STATED PROBLEM 1 => In the passage on Christ's warnings against stumbling, rewrite the part from "It is an open" to "a costly proposition.", changing "open question" to "unsettled question".

God is debtor to no man. Service rendered to Him will be remembered. That is the kind of generous King that we serve. His generosity extends to the point of being generous in providentially providing opportunities wherein we can be of service.
_____________________

IV.) The Warnings of Christ Against Stumbling

vs. 42 –“Whoever causes one of these little ones who believe in me to sin,[g] it would be better for him if a great millstone were hung around his neck and he were thrown into the sea.

Commentators note that there are several catchwords repeated frequently throughout these verses, such as “name,” “scandal,” “fire,” and “salt.” In particular, the Greek word skandalon is used in each verse from 42 to verse 47. A skandalon is an obstacle that people trip over, and is usually translated “stumbling block” due to the decidedly moralistic tone the word “scandal” has taken in modern times. Jesus could not be more clear: he is talking about the danger that his own followers can do, and he uses the dire image of drowning to get his point across. Better to drown (be thrown into the sea with a millstone around one’s neck) than do harm to “these little ones.”

It is an open question as to whom the “little ones” are that the Lord Christ refers to.  The “Little ones” can refer either to the little child mentioned in vs. 36 or to those of seemingly lesser importance mentioned in vs. 39. Or it could be purposely nebulous so as to refer to both. Whoever the little ones are the point is that being the instrument by which someone struggles and stumbles in their faith who is young or tender in the faith is a costly proposition.

If we take the context seriously we would have to conclude that the Lord Christ is pointing this warning at the Leadership. Jesus lays bare the minefield of leadership in the church, and speaks of real dangers within Christian community particularly between more mature disciples and “the little ones.” The followers who are closest to Jesus in these verses, ie, the disciples, carry a huge responsibility as a result of their intimacy with Christ. Others look to them, follow their examples, are susceptible to their claims and practices, are perhaps especially vulnerable to their critiques and conflicts. Carelessness in discipleship can do irreparable damage to those most vulnerable within the body of Christ.

RAW RECORDS =>
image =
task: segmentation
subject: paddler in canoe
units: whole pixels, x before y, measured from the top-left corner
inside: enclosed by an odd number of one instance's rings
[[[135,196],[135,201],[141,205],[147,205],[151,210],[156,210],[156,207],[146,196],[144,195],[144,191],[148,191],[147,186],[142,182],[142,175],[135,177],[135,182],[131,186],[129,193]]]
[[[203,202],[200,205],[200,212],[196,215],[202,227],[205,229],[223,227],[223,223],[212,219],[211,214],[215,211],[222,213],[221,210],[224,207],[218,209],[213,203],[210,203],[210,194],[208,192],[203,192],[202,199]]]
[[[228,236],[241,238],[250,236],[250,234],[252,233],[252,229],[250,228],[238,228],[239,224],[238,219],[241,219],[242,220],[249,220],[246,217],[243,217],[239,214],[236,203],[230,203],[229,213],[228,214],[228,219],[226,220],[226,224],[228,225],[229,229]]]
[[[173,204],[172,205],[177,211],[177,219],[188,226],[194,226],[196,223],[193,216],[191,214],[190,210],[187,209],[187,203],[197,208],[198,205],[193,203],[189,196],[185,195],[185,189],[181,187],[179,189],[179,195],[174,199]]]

STATED PROBLEM 2 => Reproduce every one of the records above with no changes.

WRITTEN REPLY 1 =>
It is an unsettled question as to whom the “little ones” are that the Lord Christ refers to.  The “Little ones” can refer either to the little child mentioned in vs. 36 or to those of seemingly lesser importance mentioned in vs. 39. Or it could be purposely nebulous so as to refer to both. Whoever the little ones are the point is that being the instrument by which someone struggles and stumbles in their faith who is young or tender in the faith is a costly proposition.

WRITTEN REPLY 2 =>
image =
task: segmentation
subject: paddler in canoe
units: whole pixels, x before y, measured from the top-left corner
inside: enclosed by an odd number of one instance's rings
[[[135,196],[135,201],[141,205],[147,205],[151,210],[156,210],[156,207],[146,196],[144,195],[144,191],[148,191],[147,186],[142,182],[142,175],[135,177],[135,182],[131,186],[129,193]]]
[[[203,202],[200,205],[200,212],[196,215],[202,227],[205,229],[223,227],[223,223],[212,219],[211,214],[215,211],[222,213],[221,210],[224,207],[218,209],[213,203],[210,203],[210,194],[208,192],[203,192],[202,199]]]
[[[228,236],[241,238],[250,236],[250,234],[252,233],[252,229],[250,228],[238,228],[239,224],[238,219],[241,219],[242,220],[249,220],[246,217],[243,217],[239,214],[236,203],[230,203],[229,213],[228,214],[228,219],[226,220],[226,224],[228,225],[229,229]]]
[[[173,204],[172,205],[177,211],[177,219],[188,226],[194,226],[196,223],[193,216],[191,214],[190,210],[187,209],[187,203],[197,208],[198,205],[193,203],[189,196],[185,195],[185,189],[181,187],[179,189],[179,195],[174,199]]]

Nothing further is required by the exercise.